Textauszug

* * * *

Auch europäische Hersteller, die in China Autos bauen, wären von den Sonderzöllen betroffen, und schließlich - so argumentiert die deutsche Autoindustrie - sollte Europa auf sich selbst schauen und billiger produzieren, anstatt sich hinter Zollmauern zu verschanzen.
Die nächsten Monate werden zeigen, ob die Brüsseler Pläne von den Mitgliedsstaaten ausreichend unterstützt werden. Sollten die zusätzlichen Abgaben durchkommen, ist ein Handelskrieg mit China nicht zu vermeiden. Das würde die europäische Wirtschaft und damit auch die der Niederlande treffen.»
«Corriere della Sera»: Von China ist das Schlimmste zu befürchten
MAILAND: Zur Drohung der EU-Kommission mit Strafzöllen auf E-Autos aus China und der möglichen Gefahr eines Handelskriegs schreibt die italienische Zeitung «Corriere della Sera» am Freitag:
«Wirtschaft und Geopolitik vertragen sich nicht gut. Die scheidende Europäische Kommission ist besorgt über die Einfuhren von in China hergestellten E-Autos. In Europa wird der Kauf letzterer stark gefördert. Diese erhöhte Nachfrage - genau das wollte die Kommission. Aber es handelt sich um chinesische Autos, und das wollte die Kommission überhaupt nicht. Daher die Drohung der drastischen Erhöhung der Strafzölle gegen China, auch wenn diese nicht das US-Niveau erreichen. Die EU hat dies anders gerechtfertigt als die USA und damit versucht, ihre eigenen Regeln nicht für einen geopolitischen Juckreiz zu opfern.
Die Strafzölle wären eine Vergeltungsmaßnahme für die von Peking verteilten Subventionen. Nun ist das Schlimmste zu befürchten: Die Chinesen könnten die Subventionen im Gegenzug erhöhen, sodass die Preise trotzdem gleich blieben. So fangen Handelskriege an. (...) Der EU-Protektionismus soll eigentlich dazu dienen, den europäischen Herstellern Zeit zu verschaffen, um wieder in Schwung zu kommen. Aber wird es wirklich dazu kommen?»

* * * *

Gegebene Daten
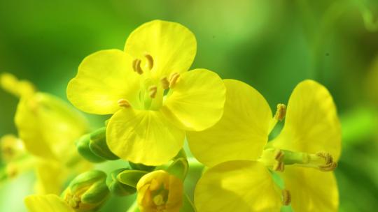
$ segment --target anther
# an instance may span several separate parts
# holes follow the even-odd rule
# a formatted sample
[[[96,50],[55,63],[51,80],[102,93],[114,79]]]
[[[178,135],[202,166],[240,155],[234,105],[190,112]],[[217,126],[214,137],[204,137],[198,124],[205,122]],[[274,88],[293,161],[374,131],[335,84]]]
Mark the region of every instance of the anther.
[[[285,170],[285,164],[281,161],[278,161],[273,166],[273,170],[276,172],[284,172]]]
[[[171,76],[169,77],[169,88],[172,89],[176,85],[179,77],[180,74],[178,73],[174,73],[171,75]]]
[[[163,89],[168,89],[169,88],[169,81],[167,79],[167,77],[162,78],[160,80],[160,82],[162,83],[162,86]]]
[[[160,195],[156,195],[156,196],[153,197],[153,203],[155,204],[155,205],[156,205],[158,206],[160,206],[163,205],[164,204],[164,198]]]
[[[332,157],[331,154],[328,153],[328,152],[320,151],[316,153],[316,156],[324,158],[326,164],[330,164],[333,162],[333,158]]]
[[[130,103],[125,99],[124,98],[121,98],[120,99],[117,103],[118,104],[118,105],[120,107],[130,107]]]
[[[285,153],[281,149],[278,149],[274,156],[274,159],[277,161],[282,161],[284,156],[285,156]]]
[[[277,105],[277,110],[276,114],[274,115],[274,119],[279,121],[282,121],[286,115],[286,105],[284,104]]]
[[[291,195],[288,190],[284,189],[282,190],[282,204],[289,205],[291,202]]]
[[[148,88],[148,94],[150,98],[154,98],[156,96],[158,92],[158,87],[155,86],[151,86]]]
[[[140,59],[134,59],[132,61],[132,68],[134,69],[134,71],[139,73],[139,75],[143,74],[143,70],[141,68],[141,61]]]
[[[152,68],[153,68],[153,59],[152,56],[146,54],[144,54],[144,56],[146,56],[146,59],[147,59],[147,66],[148,66],[148,68],[150,70],[152,70]]]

* * * *

Aufgabenstellung
Führen Sie den Textauszug zu den geplanten EU-Strafzöllen auf E-Autos aus China im Anschluss an seinen letzten Satz fort.

Lösung
«Star Tribune»: US-Richterentscheid zu Abtreibungspille reicht nicht
MINNEAPOLIS: Das Oberste Gericht der USA hält den Zugang zu der weit verbreiteten Abtreibungspille Mifepristone aufrecht und hat am Donnerstag eine Klage von Abtreibungsgegnern abgewiesen. Dazu schreibt die «Star Tribune»:
«Die neun Richter entschieden einstimmig gegen eine wenig bekannte Organisation von Abtreibungsgegnern, die sich gegen die Zulassung von Mifepristone durch die US-Arzneimittelbehörde FDA sowie gegen Maßnahmen der Behörde zur Erleichterung des Zugangs von Patienten zu Mifepristone richtete. Die Entscheidung ist zu begrüßen, aber sie schließt nicht die Tür für künftige Anfechtungen dieses Medikaments oder anderer, die üblicherweise in Kombination mit ihm für medikamentöse Abtreibungen verwendet werden (...).
Gesetze wie das 2023 von Senatorin Tina Smith aus Minnesota eingeführte zum Schutz des Zugangs zu medikamentösen Schwangerschaftsabbrüchen sind nach wie vor dringend erforderlich. Der Grund: Die neun Richter entschieden nicht über die dem Fall zugrundeliegenden Fragen zur Zulassung des Medikaments (...) Stattdessen konzentrierte sich die Entscheidung auf die Klagebefugnis der Kläger. (...) Auch wenn die Entscheidung beruhigend ist, hilft sie den Frauen in 14 Bundesstaaten mit weitreichenden Abtreibungsbeschränkungen (...) nicht. Im Idealfall würde der US-Kongress ein Gesetz verabschieden, das den Schutz der Abtreibung festschreibt.»